----- Supplied text
Given x in \mathbb{R^{N}} (real numbers of dimension N).
Write x = (x1,...,xN) and x' = (x1,...,xN-1), then we denote x = (x',xN).

Let \mathbb{R_{+}^{N}} = {x = (x', xN): xN > 0}
\mathbb{R_{-}^{N}}= {x = (x', xN): xN < 0}
Q = {x = (x',xN): |x'| < 1 and |xN| < 1}
Q+ = Q \cap RN+
Q- = Q \cap RN-

Take u \in LP(Q+), then we define a function u* to be an extension of u to all of Q by u*(x) = u(x',xN) if xN > 0 and
u*(x) = u(x',-xN) if xN < 0.

Then would it follow that if we use change of variable y = (x',-xN) then:
\int_{Q_{-}} u(x',-x_{N})dx = \int_{Q_{+}}u(y',y_{N})dy ?

If so why?

Does it follow from the fact that for Lebesgue integration the fact that the measurable
sets in Q+ and Q- have the same measures is all that is important and the orientation
has no consequence, or does it follow from a specific formula used to motivate why we can change our integration
from being over Q- to Q+?
Let me know if anything is unclear.
----------
### Set problem
Repeat the passage of the integration post starting at "Take u \in LP(Q+), then" and ending at "anything is unclear.". The records are material unrelated to the integration post above.
----- Extracted records
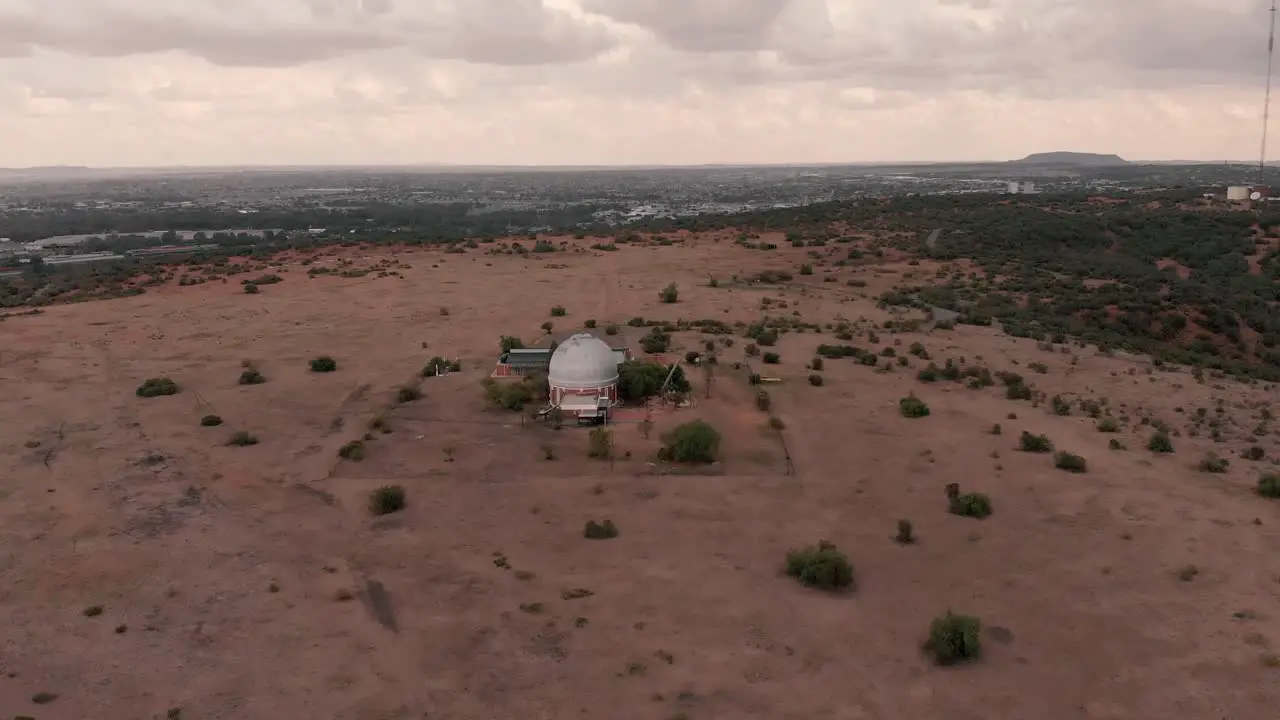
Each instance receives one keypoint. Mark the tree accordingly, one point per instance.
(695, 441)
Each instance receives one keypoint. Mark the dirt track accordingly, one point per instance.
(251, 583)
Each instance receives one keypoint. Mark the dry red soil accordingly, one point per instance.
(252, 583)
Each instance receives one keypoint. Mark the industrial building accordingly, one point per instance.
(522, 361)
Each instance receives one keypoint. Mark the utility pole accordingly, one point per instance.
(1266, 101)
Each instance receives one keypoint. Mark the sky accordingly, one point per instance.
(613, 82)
----------
### Written reply
Take u \in LP(Q+), then we define a function u* to be an extension of u to all of Q by u*(x) = u(x',xN) if xN > 0 and
u*(x) = u(x',-xN) if xN < 0.

Then would it follow that if we use change of variable y = (x',-xN) then:
\int_{Q_{-}} u(x',-x_{N})dx = \int_{Q_{+}}u(y',y_{N})dy ?

If so why?

Does it follow from the fact that for Lebesgue integration the fact that the measurable
sets in Q+ and Q- have the same measures is all that is important and the orientation
has no consequence, or does it follow from a specific formula used to motivate why we can change our integration
from being over Q- to Q+?
Let me know if anything is unclear.